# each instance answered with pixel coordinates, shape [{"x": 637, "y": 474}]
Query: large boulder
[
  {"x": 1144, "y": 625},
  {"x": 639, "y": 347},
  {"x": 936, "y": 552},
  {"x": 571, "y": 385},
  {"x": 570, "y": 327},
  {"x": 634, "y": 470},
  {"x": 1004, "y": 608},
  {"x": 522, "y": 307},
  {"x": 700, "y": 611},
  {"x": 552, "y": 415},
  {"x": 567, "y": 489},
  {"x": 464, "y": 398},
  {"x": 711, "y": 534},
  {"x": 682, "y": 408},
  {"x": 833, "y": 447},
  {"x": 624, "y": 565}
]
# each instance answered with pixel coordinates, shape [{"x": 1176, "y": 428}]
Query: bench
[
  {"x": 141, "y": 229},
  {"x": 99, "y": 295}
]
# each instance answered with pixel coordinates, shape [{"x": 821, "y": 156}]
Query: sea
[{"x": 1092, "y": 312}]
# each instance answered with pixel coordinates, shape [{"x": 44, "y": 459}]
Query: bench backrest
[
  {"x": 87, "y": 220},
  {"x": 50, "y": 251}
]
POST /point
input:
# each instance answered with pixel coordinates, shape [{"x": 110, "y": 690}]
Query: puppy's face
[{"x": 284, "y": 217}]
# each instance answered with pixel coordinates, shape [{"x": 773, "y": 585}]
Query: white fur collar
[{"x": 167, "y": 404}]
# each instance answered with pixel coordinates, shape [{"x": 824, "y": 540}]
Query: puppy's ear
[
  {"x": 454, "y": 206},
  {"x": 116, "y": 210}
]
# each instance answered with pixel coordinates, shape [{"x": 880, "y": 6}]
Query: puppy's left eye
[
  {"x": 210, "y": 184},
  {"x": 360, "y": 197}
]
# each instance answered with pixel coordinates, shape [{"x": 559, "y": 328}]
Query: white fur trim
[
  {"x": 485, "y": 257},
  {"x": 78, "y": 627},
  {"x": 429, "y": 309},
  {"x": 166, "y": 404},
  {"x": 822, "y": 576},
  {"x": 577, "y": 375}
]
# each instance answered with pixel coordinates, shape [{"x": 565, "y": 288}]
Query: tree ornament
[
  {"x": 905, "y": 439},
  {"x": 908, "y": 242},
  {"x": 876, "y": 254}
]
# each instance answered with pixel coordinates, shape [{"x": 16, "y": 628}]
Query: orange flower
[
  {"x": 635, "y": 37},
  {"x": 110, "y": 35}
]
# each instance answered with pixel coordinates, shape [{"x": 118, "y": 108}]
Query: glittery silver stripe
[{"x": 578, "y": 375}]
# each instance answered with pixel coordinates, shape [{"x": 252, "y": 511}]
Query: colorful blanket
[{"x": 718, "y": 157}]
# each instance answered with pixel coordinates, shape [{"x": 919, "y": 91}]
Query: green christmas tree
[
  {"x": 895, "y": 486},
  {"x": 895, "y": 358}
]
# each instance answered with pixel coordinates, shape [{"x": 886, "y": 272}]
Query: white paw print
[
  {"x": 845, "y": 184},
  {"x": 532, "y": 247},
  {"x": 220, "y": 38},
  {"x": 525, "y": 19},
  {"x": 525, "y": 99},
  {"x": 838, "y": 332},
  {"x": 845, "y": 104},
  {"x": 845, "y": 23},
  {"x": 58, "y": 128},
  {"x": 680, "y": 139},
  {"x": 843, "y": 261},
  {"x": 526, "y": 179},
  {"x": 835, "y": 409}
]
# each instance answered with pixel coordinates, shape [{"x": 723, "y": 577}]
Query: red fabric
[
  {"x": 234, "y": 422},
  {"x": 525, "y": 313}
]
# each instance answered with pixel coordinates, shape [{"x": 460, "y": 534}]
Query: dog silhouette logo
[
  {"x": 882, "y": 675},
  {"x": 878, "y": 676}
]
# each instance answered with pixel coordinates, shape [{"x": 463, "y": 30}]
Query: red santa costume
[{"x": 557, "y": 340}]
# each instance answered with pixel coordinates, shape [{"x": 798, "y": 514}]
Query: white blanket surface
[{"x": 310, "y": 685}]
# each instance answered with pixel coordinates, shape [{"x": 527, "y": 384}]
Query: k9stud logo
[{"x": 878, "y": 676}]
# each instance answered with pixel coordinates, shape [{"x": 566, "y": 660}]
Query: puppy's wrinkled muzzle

**DESCRIPTION OF THE TASK:**
Pull out every line of the listing that contains the string "tree" and copy each one in full. The match is case-sensitive.

**TASK SOLUTION:**
Query: tree ornament
Query: green christmas tree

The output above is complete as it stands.